The reply should be the records repeated exactly, without any images.

*** Opening EXCERPTED DATA ***

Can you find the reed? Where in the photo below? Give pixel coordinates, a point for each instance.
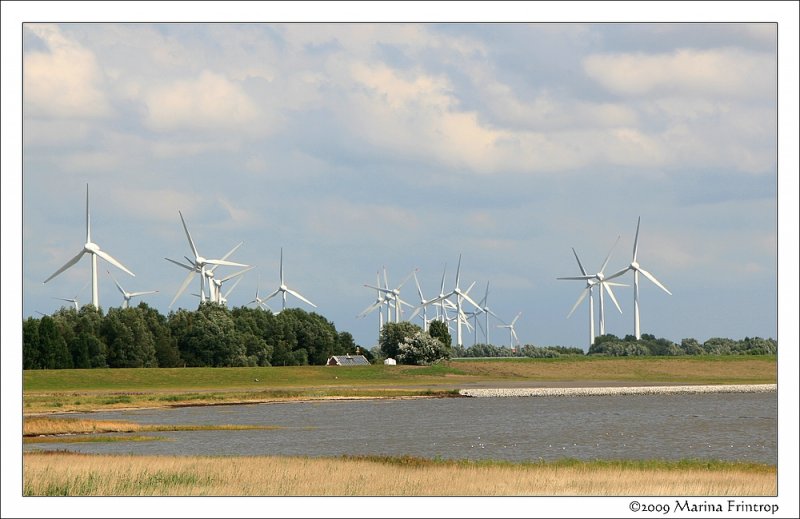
(44, 426)
(67, 474)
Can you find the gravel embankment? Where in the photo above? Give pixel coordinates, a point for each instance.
(601, 391)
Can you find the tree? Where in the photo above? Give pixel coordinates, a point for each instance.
(394, 334)
(32, 357)
(438, 330)
(422, 349)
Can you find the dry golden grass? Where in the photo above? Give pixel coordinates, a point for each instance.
(48, 474)
(40, 426)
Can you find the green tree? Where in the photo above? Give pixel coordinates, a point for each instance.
(393, 335)
(438, 330)
(421, 349)
(32, 355)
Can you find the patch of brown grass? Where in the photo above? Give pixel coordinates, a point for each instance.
(101, 475)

*** Closing EXCERPTED DATA ***

● **SOLUTION**
Can you find the reed? Where in the photo below? Give pixel coordinates, a point for each instance.
(44, 426)
(67, 474)
Can you find the gravel embankment? Where in the photo above? Give pixel coordinates, a point for each instance.
(601, 391)
Can you find the tree? Where in the photo above? Give pixel coordinates, a point for each instance.
(394, 334)
(32, 357)
(438, 330)
(422, 349)
Can you find the dry golden grass? Where in the photo above? Give pixel coordinates, a point for each instance.
(48, 474)
(40, 426)
Can you find the green tree? Where in the photo above? Give pixel coordinates, a point for each instance.
(393, 335)
(438, 330)
(421, 349)
(32, 355)
Can you find the patch of brown grass? Where in the photo above? Give pixel coordinates, a point for each instance.
(101, 475)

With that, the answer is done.